=== Extracted information ===
******************************
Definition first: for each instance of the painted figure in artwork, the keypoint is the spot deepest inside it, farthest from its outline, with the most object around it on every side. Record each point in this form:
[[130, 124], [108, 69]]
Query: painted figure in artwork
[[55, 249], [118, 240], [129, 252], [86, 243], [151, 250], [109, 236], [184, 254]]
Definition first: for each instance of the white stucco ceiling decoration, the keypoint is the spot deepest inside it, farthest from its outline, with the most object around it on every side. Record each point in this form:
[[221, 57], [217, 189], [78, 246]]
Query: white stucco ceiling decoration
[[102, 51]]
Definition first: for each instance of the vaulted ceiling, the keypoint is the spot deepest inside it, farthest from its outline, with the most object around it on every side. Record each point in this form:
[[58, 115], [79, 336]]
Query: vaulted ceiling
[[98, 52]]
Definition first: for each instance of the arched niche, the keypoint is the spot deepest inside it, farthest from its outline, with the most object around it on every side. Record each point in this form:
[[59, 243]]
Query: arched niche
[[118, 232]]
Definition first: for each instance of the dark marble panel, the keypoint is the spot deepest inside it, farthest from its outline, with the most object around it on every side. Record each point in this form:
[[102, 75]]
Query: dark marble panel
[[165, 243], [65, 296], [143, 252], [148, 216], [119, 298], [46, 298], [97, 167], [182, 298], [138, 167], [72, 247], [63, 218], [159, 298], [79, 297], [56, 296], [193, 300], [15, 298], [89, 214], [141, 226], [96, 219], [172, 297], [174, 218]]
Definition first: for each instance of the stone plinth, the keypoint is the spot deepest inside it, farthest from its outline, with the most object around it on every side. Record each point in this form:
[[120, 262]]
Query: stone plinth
******************************
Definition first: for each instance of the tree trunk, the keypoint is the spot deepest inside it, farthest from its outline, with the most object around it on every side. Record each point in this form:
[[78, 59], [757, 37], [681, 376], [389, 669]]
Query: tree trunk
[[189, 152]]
******************************
=== Task requirements ===
Please make an exact copy of the lines above from the line with "[[130, 124], [108, 69]]" through the line with "Query: stone plinth", both ends included.

=== Answer below ===
[[130, 124], [108, 69]]
Query: painted figure in artwork
[[55, 249], [118, 240], [129, 252], [86, 243], [151, 250], [109, 236], [184, 254]]
Definition first: for each instance of the white stucco ceiling decoration, the keypoint is the spot deepest inside it, farthest from its outline, with the most object around it on every side. Record each point in this form:
[[221, 57], [217, 189], [78, 246]]
Query: white stucco ceiling decoration
[[102, 51]]
Definition first: for each instance of the vaulted ceiling, the keypoint is the spot deepest inside it, farthest from its outline, with the most object around it on every side. Record each point in this form:
[[58, 115], [79, 336]]
Query: vaulted ceiling
[[98, 52]]
Definition first: for each instance of the arched niche, the keypoint is the spot deepest inside it, farthest from its outline, with the most object around it on every side. Record each point in this form:
[[59, 243]]
Query: arched niche
[[118, 232]]
Definition first: for each instance of the dark marble panel, the keypoint is the spot deepest inside it, farthest from its outline, with the most object around it on every side. Record each point in this form:
[[102, 75]]
Query: dark marble panel
[[165, 243], [65, 296], [143, 252], [148, 216], [119, 298], [46, 298], [97, 167], [182, 298], [138, 167], [72, 247], [63, 218], [159, 298], [79, 297], [56, 296], [193, 300], [15, 298], [89, 214], [141, 226], [96, 219], [172, 297], [174, 218]]
Definition first: for each instance of the stone plinth, the keypoint is the spot deepest inside it, farthest from its outline, with the most object around it on every side. Record each point in this form:
[[120, 262]]
Query: stone plinth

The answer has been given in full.